**Extrait fourni**
Quand elle voit, aujourd’hui, la mobilité que le gouvernement demande aux infirmières, Marie-Paule Lebel s’anime plus qu’à tout autre moment pendant notre entretien. Elle raconte comment elle a vécu, pendant un quart de travail, un changement forcé d’étage.

« Une seule soirée, j’ai compris toute la catastrophe du système de santé. Tu dois savoir comment une personne prend ses médicaments. Est-ce que je les écrase ? Est-ce que je les mets dans une compote de pommes ? Est-ce que je vais chercher du yogourt ? Est-ce que je fais boire la personne avant ? Après ? Quand tu en as 32 à ton étage comme ça… »

Ce qu’on demande aux infirmières actuellement, ça n’a pas de sens, on met la vie des gens en danger. Donnez-leur des postes permanents, laissez-les dans les mêmes services. Comment ça se fait que le gouvernement ne comprend pas ça ?

Marie-Paule Lebel

Marie-Paule Lebel est entrée en religion pour s’occuper de la veuve et de l’orphelin, pour avoir la possibilité de voir le monde et d’y faire une différence, pour « la liberté d’action et de pensée » que ce rôle lui procurerait.

Aujourd’hui, quand elle regarde dans le rétroviseur, elle trouve qu’elle a eu une « belle vie pleine, une vie pleine de sens ».

Questionnaire sans filtre

Moi et le café : Un bon café le matin m’aide à commencer la journée. Il en faut un.

La dernière fois où j’ai pleuré : Lors du décès de Christiane, une religieuse féministe engagée, il y a un certain temps. Je ne suis pas une pleureuse.

Les personnes (vivantes ou mortes) avec qui j’aimerais partager un repas : Manon Massé, des membres de ma famille, Beethoven. Sa 9e Symphonie m’amène beaucoup à l’intériorité.

Ce qui m’irrite au plus haut point : Que la société soit en perte de sens, en perte d’humanité au profit de l’avoir et du pouvoir. Je trouve ça terrible, éprouvant.

Les qualités que je cherche chez les autres : Le respect, la convivialité, la résilience, la combativité aussi. J’aime le monde debout et qui a envie de vivre.

Qui est Marie-Paule Lebel ?

  • Marie-Paule Lebel est née en 1939 à Saint-Félix-de-Kingsey, au sud de Drummondville.
  • À 21 ans, elle est entrée chez les Sœurs auxiliatrices, à Granby.
  • Elle a fait son cours classique et obtenu un diplôme d’infirmière.
  • De 1979 à 1998, elle a vécu au Rwanda où elle a été infirmière et directrice d’école.
  • On peut la voir dans le documentaire Évincés : les aînés contre-attaquent, de la journaliste Noémi Mercier, sur la saga judiciaire entourant la RPA du Mont-Carmel.

**Tâche à effectuer**
Recopiez le passage de l'extrait sur Marie-Paule Lebel compris entre « Questionnaire sans filtre » et « est Marie-Paule Lebel ? », ces deux segments inclus. Les lignes qui suivent proviennent d'une autre source que l'extrait.

**Données fournies**

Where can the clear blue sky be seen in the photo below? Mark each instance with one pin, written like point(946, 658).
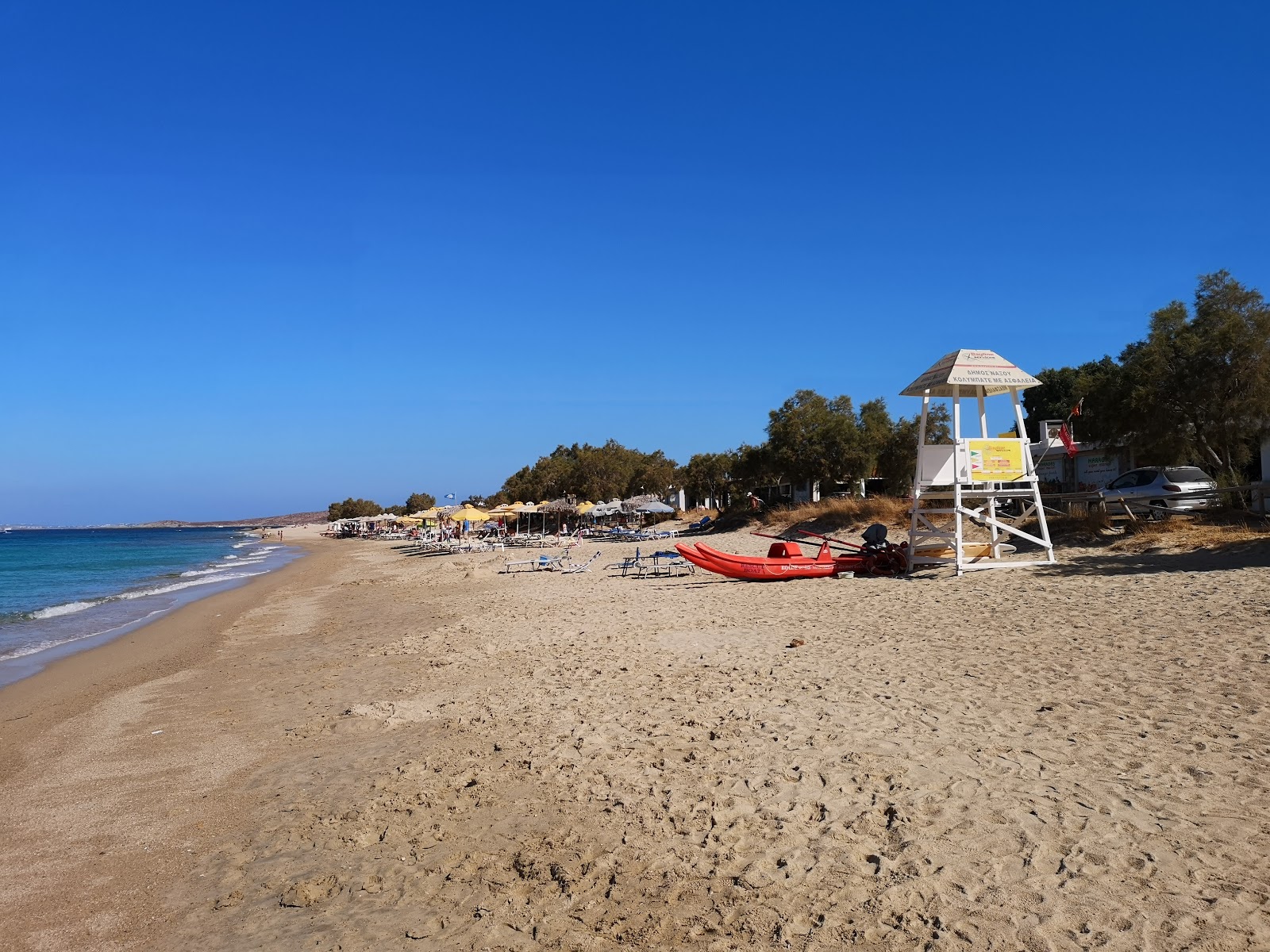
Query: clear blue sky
point(260, 257)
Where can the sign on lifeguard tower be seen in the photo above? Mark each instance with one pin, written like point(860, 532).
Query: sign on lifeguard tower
point(975, 479)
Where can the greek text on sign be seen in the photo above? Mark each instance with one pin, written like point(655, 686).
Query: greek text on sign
point(996, 460)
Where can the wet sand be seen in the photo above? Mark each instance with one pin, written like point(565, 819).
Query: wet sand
point(375, 750)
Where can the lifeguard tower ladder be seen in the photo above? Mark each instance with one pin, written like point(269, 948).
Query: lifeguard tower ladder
point(972, 478)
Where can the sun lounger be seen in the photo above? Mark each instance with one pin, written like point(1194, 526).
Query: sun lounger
point(664, 564)
point(626, 564)
point(579, 566)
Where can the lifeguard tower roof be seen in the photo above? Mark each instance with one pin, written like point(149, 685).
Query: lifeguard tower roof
point(973, 372)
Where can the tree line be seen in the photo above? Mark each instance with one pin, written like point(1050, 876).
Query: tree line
point(810, 437)
point(1195, 390)
point(356, 508)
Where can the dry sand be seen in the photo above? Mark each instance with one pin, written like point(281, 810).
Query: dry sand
point(376, 752)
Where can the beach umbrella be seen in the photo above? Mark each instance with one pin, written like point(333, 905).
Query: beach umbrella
point(468, 513)
point(657, 505)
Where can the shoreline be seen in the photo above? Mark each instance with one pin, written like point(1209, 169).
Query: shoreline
point(65, 685)
point(376, 750)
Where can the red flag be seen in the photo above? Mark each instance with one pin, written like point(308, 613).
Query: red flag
point(1067, 441)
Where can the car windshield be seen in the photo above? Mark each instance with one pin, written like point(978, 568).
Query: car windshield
point(1187, 474)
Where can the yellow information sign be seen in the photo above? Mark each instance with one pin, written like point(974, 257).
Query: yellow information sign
point(996, 460)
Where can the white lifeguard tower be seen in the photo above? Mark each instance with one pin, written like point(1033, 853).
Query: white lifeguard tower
point(975, 476)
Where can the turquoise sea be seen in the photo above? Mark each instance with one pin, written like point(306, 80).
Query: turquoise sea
point(67, 589)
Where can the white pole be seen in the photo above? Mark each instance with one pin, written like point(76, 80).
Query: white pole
point(1030, 466)
point(918, 475)
point(956, 475)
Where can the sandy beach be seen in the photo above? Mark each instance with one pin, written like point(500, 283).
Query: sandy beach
point(371, 750)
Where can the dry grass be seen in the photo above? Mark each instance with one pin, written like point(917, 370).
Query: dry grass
point(842, 513)
point(1189, 535)
point(1222, 527)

**Réponse attendue**
Questionnaire sans filtre

Moi et le café : Un bon café le matin m’aide à commencer la journée. Il en faut un.

La dernière fois où j’ai pleuré : Lors du décès de Christiane, une religieuse féministe engagée, il y a un certain temps. Je ne suis pas une pleureuse.

Les personnes (vivantes ou mortes) avec qui j’aimerais partager un repas : Manon Massé, des membres de ma famille, Beethoven. Sa 9e Symphonie m’amène beaucoup à l’intériorité.

Ce qui m’irrite au plus haut point : Que la société soit en perte de sens, en perte d’humanité au profit de l’avoir et du pouvoir. Je trouve ça terrible, éprouvant.

Les qualités que je cherche chez les autres : Le respect, la convivialité, la résilience, la combativité aussi. J’aime le monde debout et qui a envie de vivre.

Qui est Marie-Paule Lebel ?